── Material supplied

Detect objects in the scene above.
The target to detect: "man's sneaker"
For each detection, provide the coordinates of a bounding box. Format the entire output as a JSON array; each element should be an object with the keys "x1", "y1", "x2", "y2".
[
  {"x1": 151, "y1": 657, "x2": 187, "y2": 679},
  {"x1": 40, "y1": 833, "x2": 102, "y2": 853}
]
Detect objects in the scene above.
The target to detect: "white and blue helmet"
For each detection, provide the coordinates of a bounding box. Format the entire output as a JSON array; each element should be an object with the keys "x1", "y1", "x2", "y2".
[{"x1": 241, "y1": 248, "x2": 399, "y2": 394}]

────

*What you need to do:*
Render the entries above as a JSON list of strings, one string per line. Leave out blank lines.

*Task solution:*
[
  "Detect objects in the scene above.",
  "The target to detect: \"man's sneaker\"",
  "For each detection, provide the coordinates of a bounding box. Format the entire output as a JSON array; each element should be an object with the keys \"x1\", \"y1\", \"x2\", \"y2\".",
  "[",
  "  {\"x1\": 151, \"y1\": 657, \"x2\": 187, \"y2\": 679},",
  "  {\"x1\": 40, \"y1\": 833, \"x2\": 102, \"y2\": 853}",
  "]",
  "Detect objects in the scene above.",
  "The target to detect: \"white and blue helmet\"",
  "For each detection, provide the coordinates of a bounding box. Format the entire output as a JSON array; each element should be an object with the keys \"x1\", \"y1\", \"x2\", \"y2\".",
  "[{\"x1\": 241, \"y1\": 248, \"x2\": 399, \"y2\": 394}]"
]